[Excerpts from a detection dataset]
______

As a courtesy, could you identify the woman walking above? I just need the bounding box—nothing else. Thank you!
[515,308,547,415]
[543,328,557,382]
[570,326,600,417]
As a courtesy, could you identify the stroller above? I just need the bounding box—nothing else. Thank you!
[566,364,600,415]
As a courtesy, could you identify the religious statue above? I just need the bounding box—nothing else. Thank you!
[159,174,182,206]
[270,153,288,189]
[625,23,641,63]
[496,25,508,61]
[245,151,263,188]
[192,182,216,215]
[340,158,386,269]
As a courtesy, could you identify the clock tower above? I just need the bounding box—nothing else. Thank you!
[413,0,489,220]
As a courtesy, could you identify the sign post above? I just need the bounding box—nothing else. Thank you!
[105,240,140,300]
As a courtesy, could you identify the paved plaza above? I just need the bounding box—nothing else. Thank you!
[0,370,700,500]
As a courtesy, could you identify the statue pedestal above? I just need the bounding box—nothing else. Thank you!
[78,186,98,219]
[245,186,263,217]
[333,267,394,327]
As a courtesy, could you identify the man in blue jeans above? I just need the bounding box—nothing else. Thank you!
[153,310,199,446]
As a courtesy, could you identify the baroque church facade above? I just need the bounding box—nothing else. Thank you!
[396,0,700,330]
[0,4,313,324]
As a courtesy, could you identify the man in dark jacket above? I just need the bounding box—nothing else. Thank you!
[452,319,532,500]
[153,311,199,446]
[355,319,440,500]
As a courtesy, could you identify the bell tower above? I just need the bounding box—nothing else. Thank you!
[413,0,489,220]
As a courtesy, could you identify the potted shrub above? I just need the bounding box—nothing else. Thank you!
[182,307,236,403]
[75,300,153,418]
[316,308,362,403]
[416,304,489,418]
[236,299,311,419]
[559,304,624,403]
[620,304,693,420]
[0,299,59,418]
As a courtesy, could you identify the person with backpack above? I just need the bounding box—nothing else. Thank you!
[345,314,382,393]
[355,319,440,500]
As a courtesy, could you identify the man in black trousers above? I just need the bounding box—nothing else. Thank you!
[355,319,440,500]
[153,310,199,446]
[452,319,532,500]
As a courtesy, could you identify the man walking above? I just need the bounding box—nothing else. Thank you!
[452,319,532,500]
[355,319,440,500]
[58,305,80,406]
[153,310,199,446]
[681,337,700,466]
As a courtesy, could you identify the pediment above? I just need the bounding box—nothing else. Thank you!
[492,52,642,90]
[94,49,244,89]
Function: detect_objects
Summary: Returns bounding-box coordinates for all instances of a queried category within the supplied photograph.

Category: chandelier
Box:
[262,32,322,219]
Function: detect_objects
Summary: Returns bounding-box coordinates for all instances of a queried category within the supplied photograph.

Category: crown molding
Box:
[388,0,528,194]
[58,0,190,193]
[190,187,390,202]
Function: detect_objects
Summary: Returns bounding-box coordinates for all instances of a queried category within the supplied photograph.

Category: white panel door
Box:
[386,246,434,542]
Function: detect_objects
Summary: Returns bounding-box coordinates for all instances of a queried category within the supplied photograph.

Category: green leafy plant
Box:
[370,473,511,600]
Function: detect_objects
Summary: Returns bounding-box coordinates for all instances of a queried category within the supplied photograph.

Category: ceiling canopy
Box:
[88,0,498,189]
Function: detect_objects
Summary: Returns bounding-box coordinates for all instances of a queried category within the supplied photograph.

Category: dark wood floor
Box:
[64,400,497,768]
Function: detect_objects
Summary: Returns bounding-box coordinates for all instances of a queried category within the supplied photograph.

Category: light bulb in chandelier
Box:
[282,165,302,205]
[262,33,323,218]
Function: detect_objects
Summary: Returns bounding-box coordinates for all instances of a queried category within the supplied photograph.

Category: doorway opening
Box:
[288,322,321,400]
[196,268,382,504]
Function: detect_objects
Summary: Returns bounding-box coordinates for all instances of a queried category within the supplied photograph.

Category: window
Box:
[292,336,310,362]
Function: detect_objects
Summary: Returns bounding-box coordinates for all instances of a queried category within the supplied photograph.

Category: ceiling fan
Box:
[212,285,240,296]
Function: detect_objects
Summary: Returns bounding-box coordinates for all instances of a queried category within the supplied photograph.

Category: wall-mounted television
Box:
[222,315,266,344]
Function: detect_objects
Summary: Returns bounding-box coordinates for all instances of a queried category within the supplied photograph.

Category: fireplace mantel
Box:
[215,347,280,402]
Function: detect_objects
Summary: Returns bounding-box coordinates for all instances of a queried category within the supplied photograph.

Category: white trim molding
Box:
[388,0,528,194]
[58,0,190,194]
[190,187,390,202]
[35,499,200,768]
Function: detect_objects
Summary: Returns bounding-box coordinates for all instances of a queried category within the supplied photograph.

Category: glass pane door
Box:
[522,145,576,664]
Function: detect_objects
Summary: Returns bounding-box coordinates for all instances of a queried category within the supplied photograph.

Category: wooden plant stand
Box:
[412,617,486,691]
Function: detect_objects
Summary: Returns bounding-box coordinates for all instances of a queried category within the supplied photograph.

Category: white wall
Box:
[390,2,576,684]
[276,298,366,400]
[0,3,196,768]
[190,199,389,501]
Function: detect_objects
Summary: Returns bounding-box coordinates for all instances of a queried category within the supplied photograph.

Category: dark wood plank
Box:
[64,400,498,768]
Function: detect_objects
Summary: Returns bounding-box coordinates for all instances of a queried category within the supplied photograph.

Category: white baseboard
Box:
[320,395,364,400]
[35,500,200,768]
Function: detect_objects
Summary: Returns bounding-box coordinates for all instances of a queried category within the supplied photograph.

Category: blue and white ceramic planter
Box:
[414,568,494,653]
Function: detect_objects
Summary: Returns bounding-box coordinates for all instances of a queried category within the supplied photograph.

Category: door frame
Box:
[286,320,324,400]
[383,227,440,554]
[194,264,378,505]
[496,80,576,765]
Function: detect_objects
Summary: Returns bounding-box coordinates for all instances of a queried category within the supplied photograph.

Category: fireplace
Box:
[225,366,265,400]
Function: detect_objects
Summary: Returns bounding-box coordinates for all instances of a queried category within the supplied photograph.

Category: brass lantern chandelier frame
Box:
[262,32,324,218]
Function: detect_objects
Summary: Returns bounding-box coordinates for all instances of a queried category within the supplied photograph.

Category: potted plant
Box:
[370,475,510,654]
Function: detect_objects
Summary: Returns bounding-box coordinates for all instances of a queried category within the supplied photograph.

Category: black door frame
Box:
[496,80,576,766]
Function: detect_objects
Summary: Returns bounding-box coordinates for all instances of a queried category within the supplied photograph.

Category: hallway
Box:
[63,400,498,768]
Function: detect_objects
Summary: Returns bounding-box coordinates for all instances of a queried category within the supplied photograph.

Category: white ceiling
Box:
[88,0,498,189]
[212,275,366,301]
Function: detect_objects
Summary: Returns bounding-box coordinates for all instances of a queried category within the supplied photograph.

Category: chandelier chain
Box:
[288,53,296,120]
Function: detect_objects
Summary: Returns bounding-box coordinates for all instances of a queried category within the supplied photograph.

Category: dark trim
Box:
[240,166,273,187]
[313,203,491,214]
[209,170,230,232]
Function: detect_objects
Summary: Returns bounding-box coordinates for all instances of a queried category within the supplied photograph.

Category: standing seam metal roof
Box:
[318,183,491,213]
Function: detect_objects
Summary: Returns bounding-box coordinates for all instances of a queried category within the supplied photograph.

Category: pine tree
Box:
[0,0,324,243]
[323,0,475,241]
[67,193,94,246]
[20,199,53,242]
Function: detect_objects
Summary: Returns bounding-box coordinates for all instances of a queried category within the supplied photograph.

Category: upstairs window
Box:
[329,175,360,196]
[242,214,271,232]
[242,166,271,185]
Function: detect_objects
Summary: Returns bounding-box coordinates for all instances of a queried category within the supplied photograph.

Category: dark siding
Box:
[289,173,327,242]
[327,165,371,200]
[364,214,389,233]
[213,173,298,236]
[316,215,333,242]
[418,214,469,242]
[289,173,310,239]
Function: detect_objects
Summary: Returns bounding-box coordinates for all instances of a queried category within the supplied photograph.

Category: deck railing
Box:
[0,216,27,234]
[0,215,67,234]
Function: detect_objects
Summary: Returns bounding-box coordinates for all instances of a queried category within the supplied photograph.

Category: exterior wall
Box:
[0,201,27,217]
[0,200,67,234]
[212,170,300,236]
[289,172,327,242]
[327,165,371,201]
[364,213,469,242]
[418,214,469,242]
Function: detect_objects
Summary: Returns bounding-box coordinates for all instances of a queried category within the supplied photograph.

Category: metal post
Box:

______

**Exercise task:** Copy the rows from the start of the records through the line containing "[570,326,600,417]" and replace "woman walking" with "pedestrian". Keep everything else the same.

**Response to this exercise:**
As a courtesy, could you identify the pedestrian above? I just need the bounding box—nothing else. Thank you!
[515,308,547,415]
[543,328,557,382]
[570,326,600,417]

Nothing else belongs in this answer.